Starting at the line that contains "Where can the man in dark", print every remaining line of the entries, unchanged, and output nothing more.

Start Recorded information

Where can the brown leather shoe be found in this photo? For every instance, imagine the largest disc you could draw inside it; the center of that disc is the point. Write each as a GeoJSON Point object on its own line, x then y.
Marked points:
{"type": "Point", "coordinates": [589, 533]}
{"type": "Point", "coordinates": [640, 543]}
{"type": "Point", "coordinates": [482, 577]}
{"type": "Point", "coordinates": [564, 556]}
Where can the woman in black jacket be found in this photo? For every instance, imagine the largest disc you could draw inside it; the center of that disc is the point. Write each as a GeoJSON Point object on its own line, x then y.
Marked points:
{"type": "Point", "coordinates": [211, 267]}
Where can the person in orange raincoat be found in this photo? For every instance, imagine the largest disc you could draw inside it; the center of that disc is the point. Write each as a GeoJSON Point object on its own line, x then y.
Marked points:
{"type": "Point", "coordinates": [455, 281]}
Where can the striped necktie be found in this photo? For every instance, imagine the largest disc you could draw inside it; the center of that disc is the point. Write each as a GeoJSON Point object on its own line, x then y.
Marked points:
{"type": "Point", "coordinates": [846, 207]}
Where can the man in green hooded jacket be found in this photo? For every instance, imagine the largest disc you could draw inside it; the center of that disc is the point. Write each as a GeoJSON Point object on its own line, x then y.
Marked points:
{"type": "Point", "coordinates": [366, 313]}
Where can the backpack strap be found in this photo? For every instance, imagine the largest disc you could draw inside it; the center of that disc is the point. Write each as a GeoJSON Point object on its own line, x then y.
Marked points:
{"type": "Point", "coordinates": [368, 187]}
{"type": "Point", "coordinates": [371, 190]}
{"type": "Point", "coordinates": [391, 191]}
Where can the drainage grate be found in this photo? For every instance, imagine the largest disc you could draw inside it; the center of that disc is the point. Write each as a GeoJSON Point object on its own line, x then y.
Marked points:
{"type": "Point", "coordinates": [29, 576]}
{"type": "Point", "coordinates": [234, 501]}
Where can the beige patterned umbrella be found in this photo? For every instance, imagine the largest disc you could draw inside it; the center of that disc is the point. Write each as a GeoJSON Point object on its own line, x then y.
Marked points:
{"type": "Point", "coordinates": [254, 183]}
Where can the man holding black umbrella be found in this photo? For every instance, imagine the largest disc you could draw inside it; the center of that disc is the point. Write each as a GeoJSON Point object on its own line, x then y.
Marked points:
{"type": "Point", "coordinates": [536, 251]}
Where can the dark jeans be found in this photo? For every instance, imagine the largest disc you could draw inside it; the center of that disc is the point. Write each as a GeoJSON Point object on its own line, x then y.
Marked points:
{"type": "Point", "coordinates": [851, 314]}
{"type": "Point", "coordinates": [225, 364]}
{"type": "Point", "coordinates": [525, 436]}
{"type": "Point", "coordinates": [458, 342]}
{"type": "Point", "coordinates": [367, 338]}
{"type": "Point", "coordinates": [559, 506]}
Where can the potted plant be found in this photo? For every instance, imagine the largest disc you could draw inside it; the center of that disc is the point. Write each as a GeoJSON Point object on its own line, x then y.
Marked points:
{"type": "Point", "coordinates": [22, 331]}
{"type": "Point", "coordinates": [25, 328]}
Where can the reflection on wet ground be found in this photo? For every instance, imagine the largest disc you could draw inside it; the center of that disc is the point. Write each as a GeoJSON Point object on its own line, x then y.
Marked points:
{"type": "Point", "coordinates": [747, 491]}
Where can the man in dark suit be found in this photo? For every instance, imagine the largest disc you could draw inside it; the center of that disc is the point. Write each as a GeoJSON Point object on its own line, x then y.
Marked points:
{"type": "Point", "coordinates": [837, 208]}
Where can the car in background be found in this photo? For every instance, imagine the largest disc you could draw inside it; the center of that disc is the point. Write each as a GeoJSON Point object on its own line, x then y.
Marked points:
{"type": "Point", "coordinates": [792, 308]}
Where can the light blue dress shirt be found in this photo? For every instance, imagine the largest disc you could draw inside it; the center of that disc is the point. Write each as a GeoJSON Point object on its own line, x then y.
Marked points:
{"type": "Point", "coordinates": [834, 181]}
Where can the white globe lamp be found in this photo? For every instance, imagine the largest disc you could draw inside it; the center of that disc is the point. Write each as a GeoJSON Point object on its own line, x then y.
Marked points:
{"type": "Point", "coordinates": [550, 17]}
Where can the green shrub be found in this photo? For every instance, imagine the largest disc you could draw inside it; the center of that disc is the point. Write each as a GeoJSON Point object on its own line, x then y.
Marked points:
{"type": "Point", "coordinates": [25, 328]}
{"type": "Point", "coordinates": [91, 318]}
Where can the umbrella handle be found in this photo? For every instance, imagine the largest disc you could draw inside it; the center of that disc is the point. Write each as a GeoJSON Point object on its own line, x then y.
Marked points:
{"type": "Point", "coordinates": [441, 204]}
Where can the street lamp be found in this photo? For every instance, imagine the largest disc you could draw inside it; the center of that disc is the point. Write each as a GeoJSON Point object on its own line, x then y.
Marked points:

End Recorded information

Reply
Where can the man in dark suit be found in this photo? For every instance, imagine the largest disc you could draw inside it; the center of that disc is the point. Write each as a GeoJSON Point object on its own line, x then y.
Marked points:
{"type": "Point", "coordinates": [837, 208]}
Where can the car in background be found in this photo? For every instance, imagine the largest disc you could draw inside it; the center of that disc is the point. Write each as a GeoJSON Point object on its own line, x then y.
Marked points:
{"type": "Point", "coordinates": [792, 308]}
Where can the light blue dress shirt be found in this photo? For every instance, imagine the largest disc you could draw inside it; the center of that disc is the point. Write each as a GeoJSON Point object on its own line, x then y.
Marked points:
{"type": "Point", "coordinates": [834, 181]}
Where can the white globe lamp be found in this photo? For every instance, imagine the largest disc you could draw inside it; the center of that disc is the point. Write each as a GeoJSON Point object on its own line, x then y.
Marked points:
{"type": "Point", "coordinates": [550, 17]}
Where can the green shrub be found in this photo? For every instance, imagine the largest disc you could draw inside it; the center of that disc is the point. Write each as a GeoJSON Point object on its own line, x then y.
Marked points:
{"type": "Point", "coordinates": [25, 328]}
{"type": "Point", "coordinates": [91, 318]}
Where can the umbrella handle be found in this photo? For every instance, imagine the largest disc you could draw inside it; the center of that disc is the point. Write each as a GeoJSON Point object on its own line, x then y.
Marked points:
{"type": "Point", "coordinates": [441, 204]}
Where can the street lamp be found in this photo? For every instance, imagine the largest disc you could draw inside it; the center of that disc is the point. Write each as a GeoJSON Point object on its own line, x then y.
Marked points:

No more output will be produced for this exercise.